-- QUESTIONS TO ANSWER --
[A] According to the article on MemPalace, how often does the system automatically save?
[B] Pick up the MemPalace article after its last sentence and keep writing.

BEGIN DOCUMENT TEXT

An open-source AI memory system called MemPalace has achieved what established commercial services have struggled to deliver: persistent, accurate memory for AI conversations without cloud dependencies or subscription fees. Built by Resident Evil actress Milla Jovovich and developer Ben Sigman using Claude Code, the project reached 35,000 GitHub stars in five days and delivers state-of-the-art performance on memory benchmarks while running entirely locally.

What MemPalace Actually Does

MemPalace solves a fundamental frustration with current AI tools: every conversation disappears when the session ends. Months of debugging sessions, architecture decisions, and project context vanish, forcing users to repeatedly re-explain context. Jovovich reportedly built MemPalace after growing frustrated that AI tools kept forgetting her.

The system implements a digital version of the ancient memory palace technique—a mnemonic strategy used by memory champions to remember vast amounts of information. Every project gets a "wing," every topic gets a "room," and every idea gets a "drawer." This organizational structure alone improves retrieval accuracy by 34% over flat search, according to the developers.

Technical Architecture

MemPalace stores all conversations verbatim in ChromaDB with no summarization or extraction, ensuring nothing is lost. The system features:

  • 4-layer memory system with a 170-token wake-up cost (your AI loads months of memory in 170 tokens)
  • Knowledge graph with temporal validity where facts have expiry dates—the system knows what was true then versus what's true now
  • Auto-save every 15 messages so nothing disappears into chat history
  • 19 MCP tools for compatibility with Claude Code, ChatGPT, Cursor, and Gemini CLI
  • AAAK compression dialect providing 30x lossless shorthand that works with any LLM
  • Automatic cross-references between projects, enabling AI to connect dots users might miss

Installation requires one command: pip install mempalace.

Benchmark Performance: 96.6% on LongMemEval

The most striking claim is MemPalace's performance on the LongMemEval benchmark: 96.6% accuracy on 500 questions with zero API calls, no cloud dependency, and no subscription. According to the developers, this score was independently verified by community members running on an M2 Ultra in under five minutes.

This represents the highest local-only score ever published—free or paid. For comparison:

MemPalace 96.6% Free, open-source Local, verbatim storage Mem0 ~85% $19-$249/month Cloud, AI-filtered Zep ~85% $25/month Cloud, AI-filtered

Both Mem0 and Zep use AI to decide what to remember, which inevitably leads to information loss. MemPalace's approach of storing everything verbatim combined with its memory palace organizational structure appears to deliver superior retrieval accuracy.

The Development Story

What makes this story unusual is its origin: a Hollywood actress partnering with a developer to build a technical solution using Claude Code. Milla Jovovich's frustration with AI tools forgetting her led to months of collaboration with Ben Sigman, resulting in a fully open-sourced solution under the MIT License.

The project's rapid GitHub traction—35,300 stars and 4,400 forks in its first week—suggests it addresses a widespread pain point among developers and AI practitioners.

END DOCUMENT TEXT
BEGIN RECORDS SHOWN

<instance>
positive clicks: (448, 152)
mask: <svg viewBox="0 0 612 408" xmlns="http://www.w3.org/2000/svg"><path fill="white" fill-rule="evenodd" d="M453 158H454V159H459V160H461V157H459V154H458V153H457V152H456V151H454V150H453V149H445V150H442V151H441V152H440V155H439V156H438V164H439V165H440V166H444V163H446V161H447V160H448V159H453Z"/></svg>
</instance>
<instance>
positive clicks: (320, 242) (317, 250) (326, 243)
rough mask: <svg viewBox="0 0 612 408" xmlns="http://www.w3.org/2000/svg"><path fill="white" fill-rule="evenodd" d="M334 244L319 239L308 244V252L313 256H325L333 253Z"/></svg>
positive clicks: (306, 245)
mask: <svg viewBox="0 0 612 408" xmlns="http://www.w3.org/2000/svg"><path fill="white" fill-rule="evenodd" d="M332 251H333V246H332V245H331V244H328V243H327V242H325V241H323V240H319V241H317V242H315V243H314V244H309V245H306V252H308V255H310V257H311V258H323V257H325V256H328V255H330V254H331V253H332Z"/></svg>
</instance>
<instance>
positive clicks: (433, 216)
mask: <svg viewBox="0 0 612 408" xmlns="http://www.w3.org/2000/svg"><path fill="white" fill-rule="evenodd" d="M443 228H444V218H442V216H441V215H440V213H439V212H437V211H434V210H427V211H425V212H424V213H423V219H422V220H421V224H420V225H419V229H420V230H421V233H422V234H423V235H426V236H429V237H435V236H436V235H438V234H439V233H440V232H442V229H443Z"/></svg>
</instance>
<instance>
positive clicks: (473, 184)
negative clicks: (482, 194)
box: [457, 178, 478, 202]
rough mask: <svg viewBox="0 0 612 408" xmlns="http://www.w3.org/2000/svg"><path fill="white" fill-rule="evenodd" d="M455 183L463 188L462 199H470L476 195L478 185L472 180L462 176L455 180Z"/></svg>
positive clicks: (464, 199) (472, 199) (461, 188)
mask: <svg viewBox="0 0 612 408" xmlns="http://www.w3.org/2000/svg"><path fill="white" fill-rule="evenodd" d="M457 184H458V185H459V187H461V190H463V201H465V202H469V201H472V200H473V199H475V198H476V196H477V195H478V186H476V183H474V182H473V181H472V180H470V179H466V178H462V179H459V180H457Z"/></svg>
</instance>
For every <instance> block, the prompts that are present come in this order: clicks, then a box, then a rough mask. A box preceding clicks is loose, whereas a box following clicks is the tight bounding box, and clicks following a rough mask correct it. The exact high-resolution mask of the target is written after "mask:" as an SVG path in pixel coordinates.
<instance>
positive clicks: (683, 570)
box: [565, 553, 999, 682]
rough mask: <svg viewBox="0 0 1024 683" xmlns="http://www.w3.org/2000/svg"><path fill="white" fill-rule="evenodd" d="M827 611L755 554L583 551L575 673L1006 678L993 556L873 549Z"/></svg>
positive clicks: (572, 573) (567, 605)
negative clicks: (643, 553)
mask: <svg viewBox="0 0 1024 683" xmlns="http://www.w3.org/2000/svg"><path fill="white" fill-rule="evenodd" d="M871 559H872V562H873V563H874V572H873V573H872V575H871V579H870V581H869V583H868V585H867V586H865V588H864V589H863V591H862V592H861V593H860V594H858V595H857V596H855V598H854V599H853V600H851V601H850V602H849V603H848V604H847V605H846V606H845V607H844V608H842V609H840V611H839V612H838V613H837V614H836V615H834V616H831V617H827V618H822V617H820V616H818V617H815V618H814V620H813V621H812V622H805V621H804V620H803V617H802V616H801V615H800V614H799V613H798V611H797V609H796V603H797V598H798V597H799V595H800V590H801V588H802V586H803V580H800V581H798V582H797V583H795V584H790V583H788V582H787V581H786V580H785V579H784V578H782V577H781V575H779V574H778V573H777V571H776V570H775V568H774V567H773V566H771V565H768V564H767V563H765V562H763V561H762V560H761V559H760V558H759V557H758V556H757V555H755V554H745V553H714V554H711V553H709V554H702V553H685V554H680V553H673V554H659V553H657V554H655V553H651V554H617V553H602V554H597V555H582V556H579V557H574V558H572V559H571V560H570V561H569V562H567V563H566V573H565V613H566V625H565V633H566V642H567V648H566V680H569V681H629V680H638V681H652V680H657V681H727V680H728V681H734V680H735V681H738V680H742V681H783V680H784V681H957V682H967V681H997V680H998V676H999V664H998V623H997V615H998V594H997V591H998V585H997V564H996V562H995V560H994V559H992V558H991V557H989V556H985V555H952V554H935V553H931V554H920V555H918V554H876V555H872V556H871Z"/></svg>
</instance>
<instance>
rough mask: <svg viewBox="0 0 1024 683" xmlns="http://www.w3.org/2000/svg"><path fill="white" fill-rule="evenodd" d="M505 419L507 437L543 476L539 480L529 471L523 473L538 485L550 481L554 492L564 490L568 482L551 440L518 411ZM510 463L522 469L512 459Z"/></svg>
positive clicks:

END RECORDS SHOWN

-- WRITTEN RESPONSES --
[A] Every 15 messages.

[B]
gentic.news Analysis

MemPalace arrives at a critical inflection point in the AI memory landscape. For years, the dominant approach has been cloud-based services that use AI to filter and summarize memories—an approach that inevitably loses information and creates vendor lock-in. MemPalace's local-first, verbatim-storage architecture represents a fundamentally different paradigm that prioritizes completeness over efficiency.

This development aligns with several trends we've been tracking: the rise of local AI (as seen in Ollama's growth to 75k+ stars), increasing frustration with context window limitations despite models with 1M+ token contexts, and the democratization of AI toolbuilding through coding assistants like Claude Code. What's particularly notable is how MemPalace achieves state-of-the-art performance not through better AI models, but through better information architecture—the 34% improvement from the memory palace structure alone demonstrates that organizational intelligence can sometimes outperform raw computational power.

The timing is significant. Just last month, we covered Anthropic's 1M Context Window Rollout, which highlighted how even massive context windows don't solve the memory problem if information isn't organized for retrieval. MemPalace directly addresses this gap. Additionally, this follows Mem0's $2.3M Seed Round in January 2026, showing investor interest in AI memory solutions—interest that may now shift toward local, open-source alternatives.

For practitioners, MemPalace represents more than just another tool—it's a proof concept that local, open-source solutions can outperform venture-backed cloud services on core metrics. The 96.6% benchmark score, if independently verified, could trigger a reevaluation of whether AI memory should be a cloud service at all. The MIT license and simple pip installation lower adoption barriers dramatically, potentially accelerating a shift toward user-controlled AI memory architectures.

Frequently Asked Questions

How does MemPalace achieve 96.6% on LongMemEval without cloud AI?

MemPalace uses a combination of verbatim storage (nothing is lost to summarization) and a memory palace organizational structure that improves retrieval accuracy by 34% over flat search. The system stores everything in ChromaDB locally and uses efficient indexing rather than AI filtering to retrieve information, eliminating the information loss inherent in summarization-based approaches.

Is MemPalace really built by Milla Jovovich?

According to the source material, actress Milla Jovovich partnered with developer Ben Sigman to build MemPalace using Claude Code. Jovovich reportedly initiated the project after frustration with AI tools forgetting her. The code is publicly available on GitHub under the MIT License with 35,300+ stars, confirming substantial community validation of the implementation.

How does MemPalace compare to Mem0 and Zep?

MemPalace scores 96.6% on LongMemEval versus approximately 85% for both Mem0 and Zep. Unlike these paid services ($19-$249/month), MemPalace is free, open-source, and runs entirely locally without cloud dependencies. The key architectural difference is that MemPalace stores conversations verbatim while Mem0 and Zep use AI to filter and summarize memories, which causes information loss.

What is the "170-token wake-up cost" mentioned?

The wake-up cost refers to how many tokens are needed to load months of memory into an LLM's context. MemPalace's 4-layer memory system and efficient organization enable it to load comprehensive memory in just 170 tokens, making it practical to use with any LLM without consuming massive context windows.

Can MemPalace work with any LLM?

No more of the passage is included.